**DOCUMENT TEXT**
Re: [galaxy-dev] Job handler keeps crashing

21 Jan 2013

      I had a close look at the code in

galaxy-dist / lib / galaxy / jobs / handler.py
galaxy-dist / lib / galaxy / jobs / runners / drmaa.py

and found that stopping "deleted" and "deleted_new" seems to be normal
routine for the job handler. Could not find any exception that caused the
shutdown.

I do notice in the galaxy-dist on bitbucket, there is one commit with
comment "Fix shutdown on python >= 2.6.2 by calling setDaemon when creating
threads (these are still...", it seems to be relevant?

I will do the update to 11 Jan release and see if it fixes the issue.

D

On Fri, Jan 18, 2013 at 4:03 PM, Derrick Lin <klin938@gmail.com> wrote:
...
Hi guys,
We have updated our galaxy to 20 Dec 2012 release. Recently we found that
some submitted jobs could not start (stay gray forever).
We found that it was caused by the job manager sent jobs to a handler
(handler0) whose python process crashed and died.
From the handler log we found the last messages right before the crash:
galaxy.jobs.handler DEBUG 2013-01-18 15:00:34,481 Stopping job 3032:
galaxy.jobs.handler DEBUG 2013-01-18 15:00:34,481 stopping job 3032 in
drmaa runner
We restarted the galaxy, handler0 is up for few seconds then died again
with the same error messages except the job number moved to the next one.
We observed that the jobs it was trying to stop are all previous jobs
whose status is either "deleted" or "deleted_new".
We have never seen this in the past, so wondering if there is bugs in the
new release?
Cheers,
Derrick

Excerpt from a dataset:

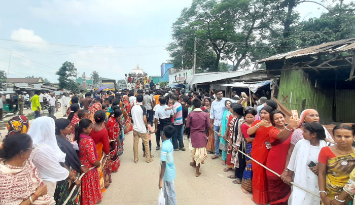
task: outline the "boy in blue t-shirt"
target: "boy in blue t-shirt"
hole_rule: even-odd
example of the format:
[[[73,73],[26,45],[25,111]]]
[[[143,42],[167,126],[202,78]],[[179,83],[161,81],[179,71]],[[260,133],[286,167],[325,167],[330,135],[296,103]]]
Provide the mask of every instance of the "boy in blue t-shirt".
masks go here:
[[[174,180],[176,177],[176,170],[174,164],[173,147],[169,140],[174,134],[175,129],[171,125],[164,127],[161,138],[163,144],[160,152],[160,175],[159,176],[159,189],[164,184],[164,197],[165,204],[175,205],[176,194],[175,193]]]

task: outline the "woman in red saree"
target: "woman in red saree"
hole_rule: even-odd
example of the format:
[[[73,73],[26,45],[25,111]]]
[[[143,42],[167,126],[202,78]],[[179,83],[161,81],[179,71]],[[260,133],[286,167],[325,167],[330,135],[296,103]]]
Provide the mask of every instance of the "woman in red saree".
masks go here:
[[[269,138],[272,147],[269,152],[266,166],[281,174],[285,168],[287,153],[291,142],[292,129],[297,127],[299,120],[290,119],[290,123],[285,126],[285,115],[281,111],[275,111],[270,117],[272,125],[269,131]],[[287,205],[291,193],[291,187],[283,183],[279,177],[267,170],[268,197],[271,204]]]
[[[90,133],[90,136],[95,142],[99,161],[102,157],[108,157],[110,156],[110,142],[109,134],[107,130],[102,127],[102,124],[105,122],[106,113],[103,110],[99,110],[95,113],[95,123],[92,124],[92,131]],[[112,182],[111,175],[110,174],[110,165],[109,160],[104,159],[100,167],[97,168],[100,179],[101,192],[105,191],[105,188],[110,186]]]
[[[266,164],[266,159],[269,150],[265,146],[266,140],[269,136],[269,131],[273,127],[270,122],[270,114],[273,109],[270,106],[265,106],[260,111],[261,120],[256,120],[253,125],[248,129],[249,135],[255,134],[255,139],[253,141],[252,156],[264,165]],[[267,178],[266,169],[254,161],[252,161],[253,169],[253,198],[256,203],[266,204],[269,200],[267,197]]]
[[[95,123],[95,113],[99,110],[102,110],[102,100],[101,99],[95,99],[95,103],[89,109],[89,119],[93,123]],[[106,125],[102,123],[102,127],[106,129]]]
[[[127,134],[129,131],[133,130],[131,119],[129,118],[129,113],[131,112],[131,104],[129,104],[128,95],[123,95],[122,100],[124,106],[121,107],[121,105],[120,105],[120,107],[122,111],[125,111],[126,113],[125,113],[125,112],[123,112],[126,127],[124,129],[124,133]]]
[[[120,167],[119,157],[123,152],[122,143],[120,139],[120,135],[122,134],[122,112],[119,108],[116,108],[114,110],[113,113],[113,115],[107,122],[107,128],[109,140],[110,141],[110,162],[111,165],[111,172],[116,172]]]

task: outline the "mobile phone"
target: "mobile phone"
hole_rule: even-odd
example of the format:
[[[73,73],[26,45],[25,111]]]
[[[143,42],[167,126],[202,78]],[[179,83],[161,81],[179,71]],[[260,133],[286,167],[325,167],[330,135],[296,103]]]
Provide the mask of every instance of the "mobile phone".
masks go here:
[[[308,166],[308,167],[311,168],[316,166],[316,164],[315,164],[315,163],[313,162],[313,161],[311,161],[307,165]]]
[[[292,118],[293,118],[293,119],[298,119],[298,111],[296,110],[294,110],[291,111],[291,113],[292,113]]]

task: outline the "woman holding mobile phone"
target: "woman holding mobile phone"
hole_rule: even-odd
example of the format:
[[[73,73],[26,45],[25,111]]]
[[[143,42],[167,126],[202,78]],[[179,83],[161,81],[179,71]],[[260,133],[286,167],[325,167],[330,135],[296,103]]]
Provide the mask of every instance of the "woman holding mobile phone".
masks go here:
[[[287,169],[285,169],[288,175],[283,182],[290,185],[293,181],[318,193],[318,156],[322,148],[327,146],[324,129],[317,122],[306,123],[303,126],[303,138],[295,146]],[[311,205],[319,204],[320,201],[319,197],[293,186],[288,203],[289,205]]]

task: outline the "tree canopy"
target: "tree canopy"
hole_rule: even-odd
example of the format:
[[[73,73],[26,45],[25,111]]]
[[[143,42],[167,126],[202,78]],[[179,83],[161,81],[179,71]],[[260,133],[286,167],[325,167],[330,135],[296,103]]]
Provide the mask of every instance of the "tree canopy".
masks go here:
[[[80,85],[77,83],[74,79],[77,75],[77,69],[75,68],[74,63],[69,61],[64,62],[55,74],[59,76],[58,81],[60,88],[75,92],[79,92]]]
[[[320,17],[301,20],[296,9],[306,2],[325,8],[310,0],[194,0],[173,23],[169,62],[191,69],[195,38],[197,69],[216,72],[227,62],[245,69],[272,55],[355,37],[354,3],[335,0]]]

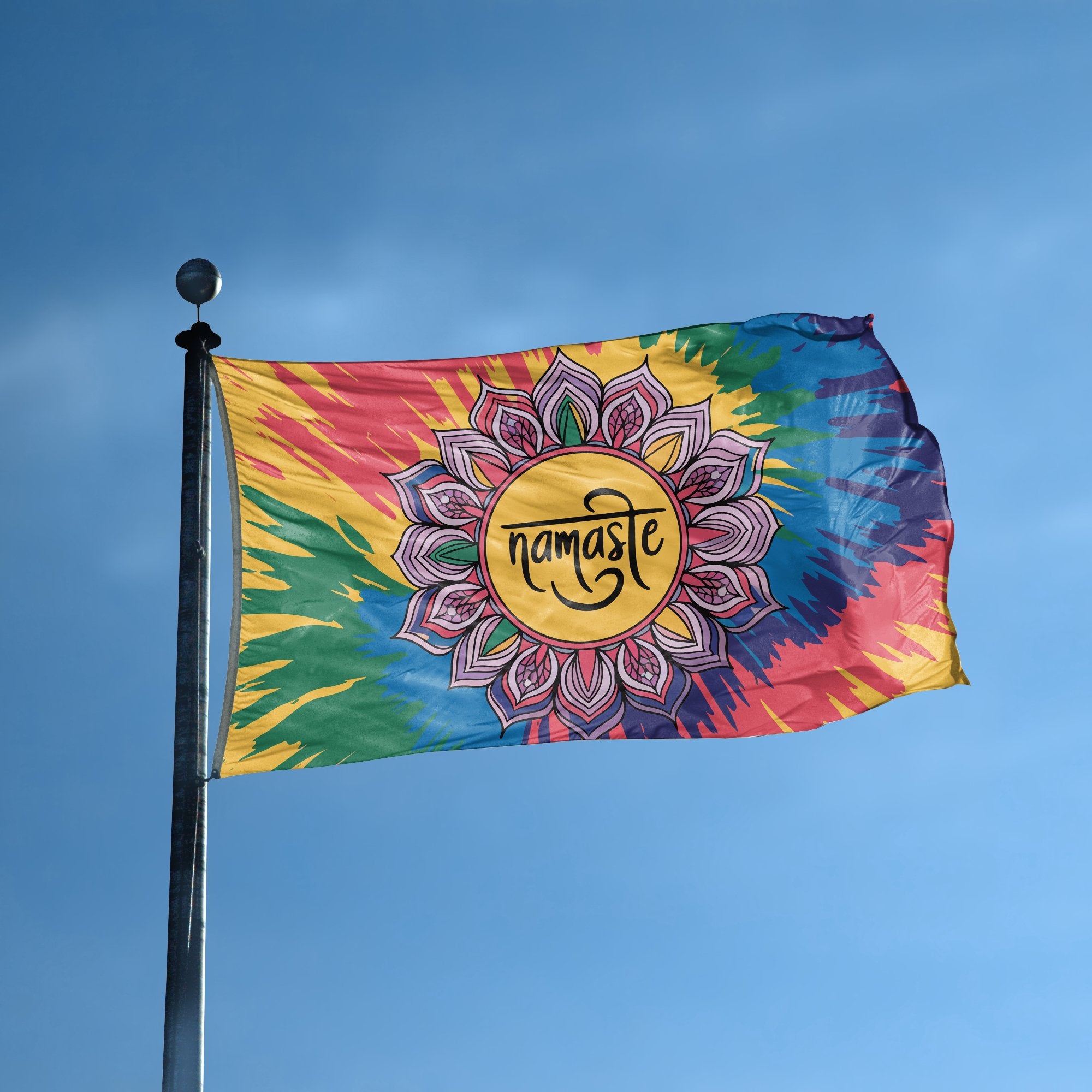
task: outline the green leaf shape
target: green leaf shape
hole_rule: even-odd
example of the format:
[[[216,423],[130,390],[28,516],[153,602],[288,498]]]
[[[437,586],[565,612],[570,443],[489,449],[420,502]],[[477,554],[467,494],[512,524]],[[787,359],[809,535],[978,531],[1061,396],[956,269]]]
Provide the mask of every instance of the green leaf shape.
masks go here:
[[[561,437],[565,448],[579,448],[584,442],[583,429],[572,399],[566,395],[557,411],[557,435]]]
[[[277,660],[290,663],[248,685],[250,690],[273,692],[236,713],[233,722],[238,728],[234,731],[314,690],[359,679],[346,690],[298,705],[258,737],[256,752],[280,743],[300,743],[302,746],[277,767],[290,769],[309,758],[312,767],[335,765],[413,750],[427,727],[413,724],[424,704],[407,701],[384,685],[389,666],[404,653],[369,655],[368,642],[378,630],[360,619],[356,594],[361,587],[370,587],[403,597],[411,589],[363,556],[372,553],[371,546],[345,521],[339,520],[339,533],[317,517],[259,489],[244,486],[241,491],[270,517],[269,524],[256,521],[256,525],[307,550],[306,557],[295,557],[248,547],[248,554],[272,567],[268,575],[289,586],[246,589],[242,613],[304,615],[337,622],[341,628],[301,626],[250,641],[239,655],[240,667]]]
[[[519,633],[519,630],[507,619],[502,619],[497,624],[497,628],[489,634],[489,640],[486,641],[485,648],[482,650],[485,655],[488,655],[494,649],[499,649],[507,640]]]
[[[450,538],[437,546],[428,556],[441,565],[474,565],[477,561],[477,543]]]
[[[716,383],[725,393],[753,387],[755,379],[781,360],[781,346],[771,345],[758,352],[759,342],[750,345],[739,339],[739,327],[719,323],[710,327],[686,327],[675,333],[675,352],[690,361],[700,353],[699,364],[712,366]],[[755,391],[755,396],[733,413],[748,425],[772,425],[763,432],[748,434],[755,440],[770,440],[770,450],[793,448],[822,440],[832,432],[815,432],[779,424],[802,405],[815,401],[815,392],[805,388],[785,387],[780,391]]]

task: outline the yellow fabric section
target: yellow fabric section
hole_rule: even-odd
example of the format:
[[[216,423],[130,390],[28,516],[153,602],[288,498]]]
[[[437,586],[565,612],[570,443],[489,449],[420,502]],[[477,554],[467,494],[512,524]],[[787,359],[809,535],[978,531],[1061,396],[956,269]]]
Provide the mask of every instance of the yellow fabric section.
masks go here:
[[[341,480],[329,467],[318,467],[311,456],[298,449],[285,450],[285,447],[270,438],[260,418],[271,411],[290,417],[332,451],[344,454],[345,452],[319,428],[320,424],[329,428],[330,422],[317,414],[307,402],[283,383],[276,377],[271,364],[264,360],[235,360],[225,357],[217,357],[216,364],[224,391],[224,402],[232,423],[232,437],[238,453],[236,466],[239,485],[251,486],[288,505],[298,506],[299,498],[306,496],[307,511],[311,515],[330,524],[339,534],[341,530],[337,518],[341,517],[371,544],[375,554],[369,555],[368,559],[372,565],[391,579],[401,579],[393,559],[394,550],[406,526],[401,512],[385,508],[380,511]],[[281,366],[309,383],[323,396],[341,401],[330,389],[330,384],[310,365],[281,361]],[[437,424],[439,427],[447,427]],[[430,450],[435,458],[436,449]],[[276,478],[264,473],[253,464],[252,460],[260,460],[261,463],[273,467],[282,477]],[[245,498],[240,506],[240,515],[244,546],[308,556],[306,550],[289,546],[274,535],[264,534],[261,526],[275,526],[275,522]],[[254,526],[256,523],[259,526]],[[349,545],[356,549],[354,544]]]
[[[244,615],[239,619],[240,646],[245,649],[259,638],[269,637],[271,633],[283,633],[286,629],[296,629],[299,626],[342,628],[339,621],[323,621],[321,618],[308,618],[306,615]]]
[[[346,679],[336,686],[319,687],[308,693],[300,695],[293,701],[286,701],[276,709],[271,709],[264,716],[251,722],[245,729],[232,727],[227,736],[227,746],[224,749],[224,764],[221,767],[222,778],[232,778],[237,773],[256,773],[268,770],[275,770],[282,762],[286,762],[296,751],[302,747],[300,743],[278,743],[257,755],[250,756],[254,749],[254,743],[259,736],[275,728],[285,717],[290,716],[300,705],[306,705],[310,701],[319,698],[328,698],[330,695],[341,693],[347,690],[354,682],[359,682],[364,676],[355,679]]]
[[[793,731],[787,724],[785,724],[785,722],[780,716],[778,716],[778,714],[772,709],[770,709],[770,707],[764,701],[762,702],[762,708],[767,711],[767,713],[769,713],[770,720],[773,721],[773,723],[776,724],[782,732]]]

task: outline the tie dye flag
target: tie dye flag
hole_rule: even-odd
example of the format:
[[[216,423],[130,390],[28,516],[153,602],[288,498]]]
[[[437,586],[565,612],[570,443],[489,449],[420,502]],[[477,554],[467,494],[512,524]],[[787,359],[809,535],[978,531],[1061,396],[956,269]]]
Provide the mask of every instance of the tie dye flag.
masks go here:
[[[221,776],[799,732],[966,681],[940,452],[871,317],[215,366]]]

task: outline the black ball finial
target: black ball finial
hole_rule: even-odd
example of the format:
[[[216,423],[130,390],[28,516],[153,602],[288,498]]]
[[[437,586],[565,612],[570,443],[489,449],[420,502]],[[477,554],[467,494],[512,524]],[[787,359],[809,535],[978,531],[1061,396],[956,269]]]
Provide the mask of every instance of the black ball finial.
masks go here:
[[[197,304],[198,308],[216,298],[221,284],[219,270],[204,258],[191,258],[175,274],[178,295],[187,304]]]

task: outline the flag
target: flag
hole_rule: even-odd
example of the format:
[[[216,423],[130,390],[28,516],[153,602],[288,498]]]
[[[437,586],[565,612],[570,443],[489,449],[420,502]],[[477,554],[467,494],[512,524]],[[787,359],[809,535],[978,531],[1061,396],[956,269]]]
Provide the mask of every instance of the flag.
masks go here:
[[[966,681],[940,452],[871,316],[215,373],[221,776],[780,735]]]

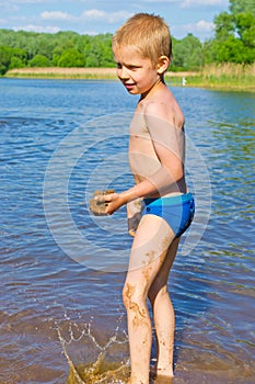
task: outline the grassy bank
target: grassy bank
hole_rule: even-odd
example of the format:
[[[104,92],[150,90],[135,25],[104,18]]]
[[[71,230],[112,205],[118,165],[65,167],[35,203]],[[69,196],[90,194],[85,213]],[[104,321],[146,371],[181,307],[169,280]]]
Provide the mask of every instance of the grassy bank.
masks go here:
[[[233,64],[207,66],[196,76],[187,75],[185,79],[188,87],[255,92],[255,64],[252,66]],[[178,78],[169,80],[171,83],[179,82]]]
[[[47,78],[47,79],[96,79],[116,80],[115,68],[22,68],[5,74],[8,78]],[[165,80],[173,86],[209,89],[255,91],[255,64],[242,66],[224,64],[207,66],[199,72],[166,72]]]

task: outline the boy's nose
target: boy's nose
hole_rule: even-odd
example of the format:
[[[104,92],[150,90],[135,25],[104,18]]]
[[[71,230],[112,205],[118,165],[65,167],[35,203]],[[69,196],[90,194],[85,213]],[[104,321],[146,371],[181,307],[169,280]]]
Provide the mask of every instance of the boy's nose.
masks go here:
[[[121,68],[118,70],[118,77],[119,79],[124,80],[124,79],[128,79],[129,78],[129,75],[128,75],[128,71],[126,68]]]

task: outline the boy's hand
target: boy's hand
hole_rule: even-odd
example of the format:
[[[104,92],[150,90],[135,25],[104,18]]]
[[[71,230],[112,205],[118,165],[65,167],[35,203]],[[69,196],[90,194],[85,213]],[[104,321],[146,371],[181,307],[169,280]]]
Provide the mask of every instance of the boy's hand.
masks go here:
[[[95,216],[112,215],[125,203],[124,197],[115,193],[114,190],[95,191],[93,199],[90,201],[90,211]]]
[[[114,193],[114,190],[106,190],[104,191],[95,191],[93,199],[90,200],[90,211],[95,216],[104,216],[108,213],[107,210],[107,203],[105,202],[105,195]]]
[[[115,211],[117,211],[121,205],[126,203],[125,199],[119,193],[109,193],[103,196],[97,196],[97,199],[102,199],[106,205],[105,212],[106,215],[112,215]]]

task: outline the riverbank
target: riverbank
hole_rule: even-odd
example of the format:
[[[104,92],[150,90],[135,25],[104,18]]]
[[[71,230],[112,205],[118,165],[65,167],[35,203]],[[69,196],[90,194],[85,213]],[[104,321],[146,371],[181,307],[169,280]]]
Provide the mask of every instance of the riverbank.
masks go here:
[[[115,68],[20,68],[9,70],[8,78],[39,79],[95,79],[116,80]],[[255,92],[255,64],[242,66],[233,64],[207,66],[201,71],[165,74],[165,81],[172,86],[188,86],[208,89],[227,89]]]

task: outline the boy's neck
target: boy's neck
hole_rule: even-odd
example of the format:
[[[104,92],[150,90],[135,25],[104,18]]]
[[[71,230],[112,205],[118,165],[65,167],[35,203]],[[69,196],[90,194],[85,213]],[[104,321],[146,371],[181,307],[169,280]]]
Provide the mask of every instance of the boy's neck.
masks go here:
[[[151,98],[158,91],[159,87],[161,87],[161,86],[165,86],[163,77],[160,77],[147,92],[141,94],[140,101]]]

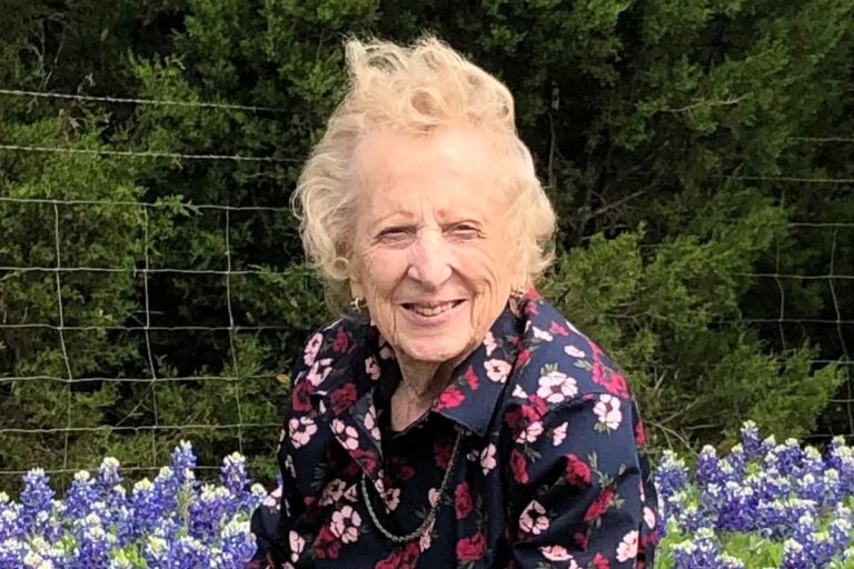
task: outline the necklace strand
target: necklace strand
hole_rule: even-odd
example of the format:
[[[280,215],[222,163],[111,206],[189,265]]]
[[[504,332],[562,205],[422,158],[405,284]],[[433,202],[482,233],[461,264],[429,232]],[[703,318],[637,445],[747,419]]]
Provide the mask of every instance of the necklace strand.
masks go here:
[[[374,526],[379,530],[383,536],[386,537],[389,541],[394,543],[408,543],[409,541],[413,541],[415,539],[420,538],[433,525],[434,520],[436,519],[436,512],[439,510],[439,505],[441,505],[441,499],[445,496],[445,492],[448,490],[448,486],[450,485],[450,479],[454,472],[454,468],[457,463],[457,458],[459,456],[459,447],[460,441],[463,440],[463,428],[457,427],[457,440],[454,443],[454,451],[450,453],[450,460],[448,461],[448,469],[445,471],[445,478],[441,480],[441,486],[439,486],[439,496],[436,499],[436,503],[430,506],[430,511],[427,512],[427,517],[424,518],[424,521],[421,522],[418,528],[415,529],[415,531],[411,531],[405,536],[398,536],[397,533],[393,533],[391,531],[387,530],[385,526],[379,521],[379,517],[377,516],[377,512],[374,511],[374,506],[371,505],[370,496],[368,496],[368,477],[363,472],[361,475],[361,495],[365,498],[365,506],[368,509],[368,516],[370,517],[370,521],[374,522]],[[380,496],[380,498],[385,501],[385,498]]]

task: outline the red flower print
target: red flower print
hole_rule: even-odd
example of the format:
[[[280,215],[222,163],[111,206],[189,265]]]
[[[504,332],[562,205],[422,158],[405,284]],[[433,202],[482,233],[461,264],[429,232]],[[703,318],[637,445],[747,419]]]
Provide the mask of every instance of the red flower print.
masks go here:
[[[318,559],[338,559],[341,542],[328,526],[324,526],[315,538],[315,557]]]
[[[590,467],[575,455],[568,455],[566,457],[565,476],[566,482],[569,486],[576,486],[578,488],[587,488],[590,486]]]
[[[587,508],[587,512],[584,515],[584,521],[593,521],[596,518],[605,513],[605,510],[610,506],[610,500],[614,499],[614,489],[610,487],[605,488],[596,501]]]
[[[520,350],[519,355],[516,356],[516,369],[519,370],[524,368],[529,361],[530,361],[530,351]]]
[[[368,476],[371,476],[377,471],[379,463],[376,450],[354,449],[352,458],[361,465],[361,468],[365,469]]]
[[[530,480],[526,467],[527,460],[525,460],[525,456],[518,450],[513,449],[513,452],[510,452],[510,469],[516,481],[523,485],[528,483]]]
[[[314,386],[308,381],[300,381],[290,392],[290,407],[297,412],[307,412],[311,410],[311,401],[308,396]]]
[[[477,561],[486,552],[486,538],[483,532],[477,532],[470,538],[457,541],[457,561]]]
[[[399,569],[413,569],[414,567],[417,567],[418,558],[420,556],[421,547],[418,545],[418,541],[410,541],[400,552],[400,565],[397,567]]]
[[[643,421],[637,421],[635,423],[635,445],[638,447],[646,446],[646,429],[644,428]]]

**SHORT PROBLEM**
In the forum thread above, why did some submitted jobs fail to start? Explain in one to three sentences.

**COMPLETE ANSWER**
The job manager had sent those jobs to a handler, handler0, whose Python process had crashed and died. Since no working handler picked them up, the jobs stayed gray and never started.